What’s going to happen? How will the team organise the perfect bank heist? What language will emerge during the process? Will the team survive and escape with the money, or will they get caught red handed by the police in a dramatic shootout situation.? Listen, and you’ll find out… because this, is the bank robbery episode…

What is “The Bank Robbery”?
Sometimes in my classes at school, I give my students big communication tasks. These are like team building exercises which test the communicative competence of the group.

This episode is based on one of the games that I created, called “The Bank Robbery”.
The game is all about sharing information and working together as a group to come up with the right plan. It’s all about successful communication. If the team members share the information well, they’re more likely to plan a successful robbery. If they don’t communicate properly, they’ll probably miss some vital details, and they’ll get arrested or even worse, killed by the police.

Of course no one actually gets killed, it’s just a simulation. But if it helps to bring more drama to this episode – then yes you can imagine that there is real money involved, and real cops and real guns and bullets and all that kind of stuff.
The bank robbery game gives students the chance to practise speaking in a scenario that’s like a typical business meeting but with a fun twist. They can also get some feedback on their communication skills.
I find it fascinating to see how students deal with this game, especially from a language point of view, but also from a behavioural point of view, and I’ve always wondered how a group of native speakers would handle it.
And that’s what you’re going to get in this episode.

Here’s what’s going to happen
You’ll hear me explain the scenario of the game, I’ll go through some specific language that you might hear them use, then you’ll listen to them plan the robbery, and then they’ll present their plan. After that, based on their plan I will tell them exactly what happens in their robbery – we’ll see if they manage to get away with any money, or if the whole thing goes horribly wrong and they end up in jail or worse – in a body bag!
So, Ladies and Gentlemen, let’s meet the team…

The Team
Who is this team that I have assembled?
We have none other than: Paul Taylor (Daniel Radcliffe, or Tom Hardy), Amber Minogue (played by Audrey Tatou, or Anne Hathaway perhaps) , and Sebastian Marx (Woody Allen, or maybe Ryan Gosling).
◆ ◆ ◆
→ EXERCISE
Pick up the text on the bank robbery game after its final sentence and continue writing it.

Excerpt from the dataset
◆ ◆ ◆
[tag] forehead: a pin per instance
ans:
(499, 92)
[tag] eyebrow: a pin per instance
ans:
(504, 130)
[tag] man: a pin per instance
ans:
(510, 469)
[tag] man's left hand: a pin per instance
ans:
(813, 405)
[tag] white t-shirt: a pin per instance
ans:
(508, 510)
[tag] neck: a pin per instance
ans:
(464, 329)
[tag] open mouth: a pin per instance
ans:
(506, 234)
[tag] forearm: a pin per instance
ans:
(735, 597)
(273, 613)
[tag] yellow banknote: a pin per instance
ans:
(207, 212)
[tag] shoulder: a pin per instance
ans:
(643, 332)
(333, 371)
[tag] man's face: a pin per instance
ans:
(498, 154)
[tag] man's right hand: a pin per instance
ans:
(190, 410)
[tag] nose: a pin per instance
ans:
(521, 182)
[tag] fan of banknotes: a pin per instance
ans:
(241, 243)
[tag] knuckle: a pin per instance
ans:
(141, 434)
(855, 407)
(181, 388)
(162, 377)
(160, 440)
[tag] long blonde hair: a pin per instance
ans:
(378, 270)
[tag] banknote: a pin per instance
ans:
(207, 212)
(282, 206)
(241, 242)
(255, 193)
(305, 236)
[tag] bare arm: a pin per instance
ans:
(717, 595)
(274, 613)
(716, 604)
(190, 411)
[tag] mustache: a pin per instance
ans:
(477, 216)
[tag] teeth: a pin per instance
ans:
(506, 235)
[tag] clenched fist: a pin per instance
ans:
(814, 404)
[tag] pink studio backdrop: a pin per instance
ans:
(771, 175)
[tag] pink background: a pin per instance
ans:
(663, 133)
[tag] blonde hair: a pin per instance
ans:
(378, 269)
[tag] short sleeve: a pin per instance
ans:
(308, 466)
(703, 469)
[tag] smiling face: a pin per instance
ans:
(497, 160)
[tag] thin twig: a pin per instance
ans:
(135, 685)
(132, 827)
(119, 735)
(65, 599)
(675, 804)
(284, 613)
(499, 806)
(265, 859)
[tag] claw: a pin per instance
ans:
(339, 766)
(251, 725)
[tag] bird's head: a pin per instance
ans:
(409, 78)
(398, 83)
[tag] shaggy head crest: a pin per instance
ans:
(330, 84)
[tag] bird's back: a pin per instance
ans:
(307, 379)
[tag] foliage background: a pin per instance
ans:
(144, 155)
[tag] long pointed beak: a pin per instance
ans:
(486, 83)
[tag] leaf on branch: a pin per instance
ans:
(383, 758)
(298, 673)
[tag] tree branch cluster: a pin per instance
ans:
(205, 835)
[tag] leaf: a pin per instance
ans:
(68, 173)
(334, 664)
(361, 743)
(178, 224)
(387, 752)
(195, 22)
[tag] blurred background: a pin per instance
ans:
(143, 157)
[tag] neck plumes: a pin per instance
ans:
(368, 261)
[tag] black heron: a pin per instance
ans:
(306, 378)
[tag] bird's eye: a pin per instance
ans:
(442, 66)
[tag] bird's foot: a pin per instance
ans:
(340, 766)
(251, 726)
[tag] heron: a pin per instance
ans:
◆ ◆ ◆
→ OUTPUT FOR THIS EXERCISE
Thank you for coming to this meeting. I have brought you together today because you have a very specific set of skills… skills that allow you to communicate effectively in English… skills that could be utilised in order to plan something as a group, like a buffet dinner bank robbery for example…. skills that I take a keen interest in, as a teacher of English as a foreign language… and skills that my listeners (the lepsters) enjoy observing through their ears via the medium of Luke’s English Podcast, which has won a number of awards for being the best blog for learners of English even though it’s not a blog it’s a podcast. OK?
Basically, what I’m getting at is that I’ve brought you all together this afternoon in order to record you doing a communication exercise because I think it will be really interesting for my listeners to hear. OK? I might be wrong, it could be dull as hell, and that kind of depends on you, but let’s see…
You are going to do an exercise in which you have to work together as a team in order to achieve a shared objective. Your success in the task depends on your management of information and effective communication between each other.
The stakes are particularly high in this simulation because you are going to organise a bank robbery. If you succeed you could escape with millions of pounds in gold, cash and diamonds. Sounds nice doesn’t it?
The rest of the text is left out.